» Teks Dokumen
_ _ _ _ _ _ _
Semakin Dermawan Bukti Hamba Pilihan
“Kedermawanan adalah pohon yang kokoh di surga. Tidak akan masuk surga kecuali orang yang dermawan. Bakhil adalah pohon neraka, Tidak ada orang bakhil yang bahagia, kecuali sedikit kesenangan Dunia Sementara, Tidak akan masuk neraka kecuali karena kebakhilannya.”
Dermawan ialah memberikan harta dengan senang hati dalam kondisi wajib memberi, tanpa mengharap imbalan dari yang diberi. Baik imbalan berupa pujian, balasan, kedudukan, ataupun sekadar ucapan terima kasih.
Pada dasarnya, manusia memiliki naluri untuk mencintai harta dan kehidupan duniawi. Kecintaan itu sesuatu yang wajar, tapi jika berlebihan, kecintaan itu akan membuat kikir, berbuat yang melampaui batas, hingga melupakan tugas utama kehidupan yaitu menjadi hamba-Nya yang bertakwa.
Dari ‘Imran bin Hushain RA, ia berkata: Rasulullah saw bersabda, “Sesungguhnya Allah menghendaki agama ini murni hanya untuk-Nya semata, maka tidaklah pantas untuk agama kalian kecuali berbuat dermawan dan akhlak yang baik. Ketahuilah, maka hiasilah agama kalian dengan kedua-duanya.” (HR. Thabrani di dalam al-Ausath)
Harta yang diperoleh selama hidup merupakan rezeki yang diberikan Allah SWT untuk bekal beribadah, digunakan untuk kepentingan kehidupan di dunia, terutama digunakan untuk mempersiapkan kehidupan yang abadi di akhirat kelak. Harta yang disedekahkan atau diwakafkan akan menjadi harta abadi, bermanfaat bagi yang beramal, bahkan kepada keluarganya.
Orang yang dermawan berarti memelihara dirinya, keluarganya, hartanya untuk tetap terjaga di dunia dan di akhirat. Meyakini keuntungan tersebut, semoga kita terdorong bersikap dermawan dalam kehidupan sehari-hari. Bersikap dermawan juga pilihan bagi Hamba Allah yang yakin bahwa tidak ada balasan yang lebih baik kecuali keridaan Allah.
Puncak dari kedermawanan ialah ketenangan hati, akibat dari ketulusan dan keikhlasan dalam beramal. Orang yang memberi karenan ingin balasan dari pihak yang diberi, bukanlah dermawan, tapi disebut berdagang. Sebab ia seolah-olah membeli balasan berupa pujian, kedudukan, ucapan terima kasih dan lainnya dengan hartanya.
_ _ _ _ _ _ _
» Data Tersimpan
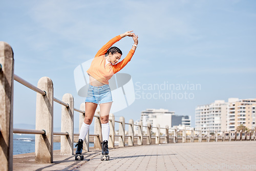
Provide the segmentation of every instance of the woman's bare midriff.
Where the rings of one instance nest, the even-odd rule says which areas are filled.
[[[97,80],[96,80],[95,78],[93,78],[91,75],[88,74],[89,75],[90,77],[90,84],[92,86],[94,87],[100,87],[100,86],[102,86],[103,85],[105,85],[103,83],[102,83],[101,82],[99,82]]]

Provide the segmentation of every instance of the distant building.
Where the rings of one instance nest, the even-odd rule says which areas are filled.
[[[163,109],[147,109],[146,111],[141,112],[140,120],[142,121],[143,126],[147,126],[147,123],[150,123],[153,127],[156,127],[157,124],[159,124],[161,127],[165,127],[166,125],[170,127],[172,115],[174,114],[175,112]],[[143,127],[143,131],[146,132],[146,128]],[[152,132],[155,132],[155,129],[153,129]],[[163,129],[160,130],[160,132],[163,134],[165,133]]]
[[[172,127],[179,125],[190,127],[190,116],[172,115]]]
[[[228,103],[215,100],[209,104],[199,105],[196,108],[196,129],[202,129],[203,133],[208,129],[219,132],[227,130]]]
[[[229,101],[227,131],[234,131],[241,124],[249,129],[254,129],[256,99],[233,99]]]

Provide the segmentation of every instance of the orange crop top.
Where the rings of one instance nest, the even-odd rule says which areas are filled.
[[[131,60],[135,51],[131,49],[127,56],[121,61],[112,65],[111,62],[108,63],[106,61],[105,54],[108,50],[115,42],[121,39],[119,35],[110,40],[101,49],[100,49],[92,61],[91,66],[87,73],[93,78],[105,84],[109,84],[109,80],[114,74],[121,70]]]

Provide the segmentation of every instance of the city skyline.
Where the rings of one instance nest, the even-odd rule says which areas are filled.
[[[256,2],[0,3],[0,40],[13,48],[14,73],[36,86],[41,77],[50,77],[54,97],[61,100],[71,93],[76,108],[85,100],[76,90],[76,67],[111,38],[133,30],[138,47],[120,73],[131,75],[136,99],[114,114],[117,118],[137,120],[146,109],[162,108],[191,116],[195,127],[198,105],[256,96]],[[115,45],[123,51],[121,59],[132,44],[125,37]],[[161,89],[164,84],[175,87]],[[36,93],[14,81],[14,124],[34,123],[35,99]],[[54,103],[56,127],[60,113],[60,105]],[[75,124],[78,118],[75,114]]]

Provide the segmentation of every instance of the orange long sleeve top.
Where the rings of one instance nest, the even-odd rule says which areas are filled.
[[[92,61],[91,66],[87,73],[99,82],[105,84],[109,84],[109,80],[114,74],[121,70],[131,60],[134,54],[135,51],[131,49],[127,56],[121,61],[112,65],[111,62],[108,63],[105,57],[105,54],[108,50],[116,42],[121,39],[119,35],[111,39],[104,45],[97,53],[94,59]]]

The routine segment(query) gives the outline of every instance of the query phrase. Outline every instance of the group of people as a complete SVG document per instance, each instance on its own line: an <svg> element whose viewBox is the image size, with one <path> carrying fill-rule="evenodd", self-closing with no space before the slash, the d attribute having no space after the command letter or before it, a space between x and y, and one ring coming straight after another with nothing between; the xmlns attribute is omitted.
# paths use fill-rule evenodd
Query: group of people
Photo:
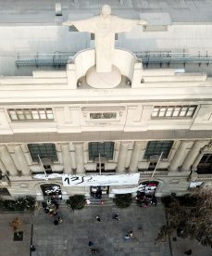
<svg viewBox="0 0 212 256"><path fill-rule="evenodd" d="M129 231L128 234L126 236L124 236L124 239L128 240L130 239L131 237L133 236L132 231Z"/></svg>
<svg viewBox="0 0 212 256"><path fill-rule="evenodd" d="M43 208L44 210L44 212L49 214L52 218L54 218L53 224L55 225L57 225L58 224L61 224L63 222L63 219L58 214L58 197L56 195L52 195L51 198L48 199L46 202L43 202Z"/></svg>
<svg viewBox="0 0 212 256"><path fill-rule="evenodd" d="M100 215L96 215L96 216L95 216L95 219L96 219L96 221L97 221L98 223L101 223L101 222L102 222L102 219L101 219ZM113 220L116 220L116 221L119 221L119 220L120 220L120 219L119 219L119 214L118 214L118 212L117 212L117 213L114 213L114 214L112 215L112 219L113 219ZM130 239L132 236L133 236L133 233L132 233L131 230L130 230L130 231L126 234L126 236L124 236L124 239L126 239L126 240L127 240L127 239ZM94 245L94 242L89 241L88 245L91 247L91 246ZM90 249L90 252L91 252L91 253L96 253L96 252L98 252L98 250L97 250L95 248L92 248L92 249Z"/></svg>
<svg viewBox="0 0 212 256"><path fill-rule="evenodd" d="M113 219L113 220L116 220L116 221L119 221L120 219L119 219L118 215L119 215L118 213L114 213L114 214L112 215L112 219ZM102 219L101 219L101 217L100 217L99 215L96 215L96 216L95 216L95 219L96 219L96 221L99 222L99 223L102 222Z"/></svg>
<svg viewBox="0 0 212 256"><path fill-rule="evenodd" d="M91 196L94 198L101 199L102 198L102 189L100 186L97 188L93 187L91 191Z"/></svg>
<svg viewBox="0 0 212 256"><path fill-rule="evenodd" d="M137 197L135 198L137 204L141 207L148 207L150 205L157 204L156 197L155 195L146 195L144 192L137 192Z"/></svg>

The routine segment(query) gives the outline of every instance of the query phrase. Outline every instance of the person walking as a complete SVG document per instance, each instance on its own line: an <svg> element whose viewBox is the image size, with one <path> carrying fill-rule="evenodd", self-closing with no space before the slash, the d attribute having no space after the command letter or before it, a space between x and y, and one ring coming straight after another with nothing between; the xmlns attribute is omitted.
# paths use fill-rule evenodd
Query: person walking
<svg viewBox="0 0 212 256"><path fill-rule="evenodd" d="M63 222L62 217L58 216L58 223L61 224Z"/></svg>
<svg viewBox="0 0 212 256"><path fill-rule="evenodd" d="M193 250L190 249L190 250L186 250L184 252L184 254L186 254L186 255L192 255L193 254Z"/></svg>
<svg viewBox="0 0 212 256"><path fill-rule="evenodd" d="M58 224L59 224L59 223L58 223L57 220L55 220L55 221L54 221L54 224L55 224L55 225L57 225Z"/></svg>
<svg viewBox="0 0 212 256"><path fill-rule="evenodd" d="M119 221L118 213L115 213L115 214L112 216L112 219L113 219L113 220L116 220L116 221Z"/></svg>
<svg viewBox="0 0 212 256"><path fill-rule="evenodd" d="M96 221L97 221L97 222L99 222L99 223L101 223L101 222L102 222L102 220L101 220L101 218L100 218L100 216L99 216L99 215L97 215L97 216L95 217L95 219L96 219Z"/></svg>
<svg viewBox="0 0 212 256"><path fill-rule="evenodd" d="M96 253L97 252L97 250L95 248L93 248L90 250L91 253Z"/></svg>
<svg viewBox="0 0 212 256"><path fill-rule="evenodd" d="M130 237L131 237L133 236L132 231L131 230L128 235Z"/></svg>
<svg viewBox="0 0 212 256"><path fill-rule="evenodd" d="M92 241L88 242L88 246L93 246L93 245L94 245L94 243Z"/></svg>

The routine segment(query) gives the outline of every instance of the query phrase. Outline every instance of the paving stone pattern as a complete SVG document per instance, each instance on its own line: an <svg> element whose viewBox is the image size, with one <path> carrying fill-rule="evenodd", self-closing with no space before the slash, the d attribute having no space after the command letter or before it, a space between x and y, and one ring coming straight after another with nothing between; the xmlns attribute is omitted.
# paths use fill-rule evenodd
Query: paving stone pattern
<svg viewBox="0 0 212 256"><path fill-rule="evenodd" d="M102 256L170 256L168 242L155 244L158 227L166 223L162 205L147 209L131 206L117 209L114 206L86 207L70 212L60 207L64 222L55 226L54 219L40 209L34 215L32 256L90 255L89 240ZM119 213L120 220L112 220ZM95 216L100 215L98 223ZM133 237L125 240L130 231Z"/></svg>

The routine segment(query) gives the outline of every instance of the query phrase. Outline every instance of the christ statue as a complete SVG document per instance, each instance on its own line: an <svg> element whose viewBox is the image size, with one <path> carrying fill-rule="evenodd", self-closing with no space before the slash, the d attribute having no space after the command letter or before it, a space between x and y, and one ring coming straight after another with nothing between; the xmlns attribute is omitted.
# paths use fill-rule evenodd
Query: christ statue
<svg viewBox="0 0 212 256"><path fill-rule="evenodd" d="M96 72L111 72L116 33L130 32L135 25L146 24L143 19L128 19L113 16L107 5L102 6L100 15L63 22L63 25L75 26L80 32L94 33Z"/></svg>

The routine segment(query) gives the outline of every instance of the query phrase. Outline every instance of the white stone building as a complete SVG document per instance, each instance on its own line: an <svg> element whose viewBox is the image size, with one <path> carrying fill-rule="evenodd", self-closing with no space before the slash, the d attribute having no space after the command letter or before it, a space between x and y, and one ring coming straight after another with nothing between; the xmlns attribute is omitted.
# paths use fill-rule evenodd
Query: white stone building
<svg viewBox="0 0 212 256"><path fill-rule="evenodd" d="M90 13L82 8L84 1L73 2L62 17L47 13L38 22L17 10L10 22L0 20L2 195L42 199L43 188L51 184L60 186L63 195L90 195L89 186L34 178L44 173L38 155L46 173L139 173L139 184L158 182L159 197L184 194L193 181L212 185L212 25L201 1L195 1L198 8L183 1L187 6L179 6L178 12L176 6L145 9L147 1L136 1L138 9L114 1L115 14L140 15L149 25L118 35L121 49L114 64L122 79L113 88L94 88L85 81L94 64L94 49L88 49L93 35L69 31L61 21L91 17L99 6L91 4ZM60 54L54 64L56 52ZM115 188L135 186L110 186L107 193L113 197Z"/></svg>

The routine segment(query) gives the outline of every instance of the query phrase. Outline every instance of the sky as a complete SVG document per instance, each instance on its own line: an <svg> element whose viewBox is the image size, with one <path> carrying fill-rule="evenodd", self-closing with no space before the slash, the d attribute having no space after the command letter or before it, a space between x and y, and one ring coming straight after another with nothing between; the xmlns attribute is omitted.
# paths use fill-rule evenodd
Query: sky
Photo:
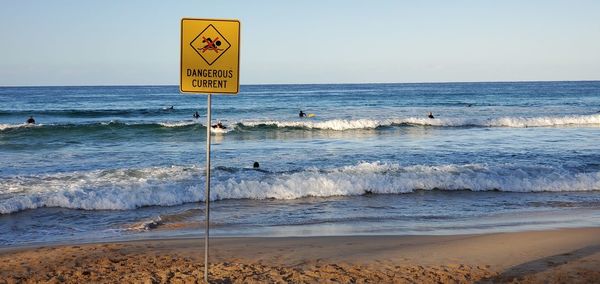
_ _ _ _ _ _ _
» Tujuan
Dapatkah Anda menyalin kata demi kata bagian teks tentang kedermawanan, mulai dari kata-kata yang memuat "Orang yang dermawan berarti" dan berhenti setelah "lainnya dengan hartanya."?

» Jawaban Latihan
Orang yang dermawan berarti memelihara dirinya, keluarganya, hartanya untuk tetap terjaga di dunia dan di akhirat. Meyakini keuntungan tersebut, semoga kita terdorong bersikap dermawan dalam kehidupan sehari-hari. Bersikap dermawan juga pilihan bagi Hamba Allah yang yakin bahwa tidak ada balasan yang lebih baik kecuali keridaan Allah.
Puncak dari kedermawanan ialah ketenangan hati, akibat dari ketulusan dan keikhlasan dalam beramal. Orang yang memberi karenan ingin balasan dari pihak yang diberi, bukanlah dermawan, tapi disebut berdagang. Sebab ia seolah-olah membeli balasan berupa pujian, kedudukan, ucapan terima kasih dan lainnya dengan hartanya.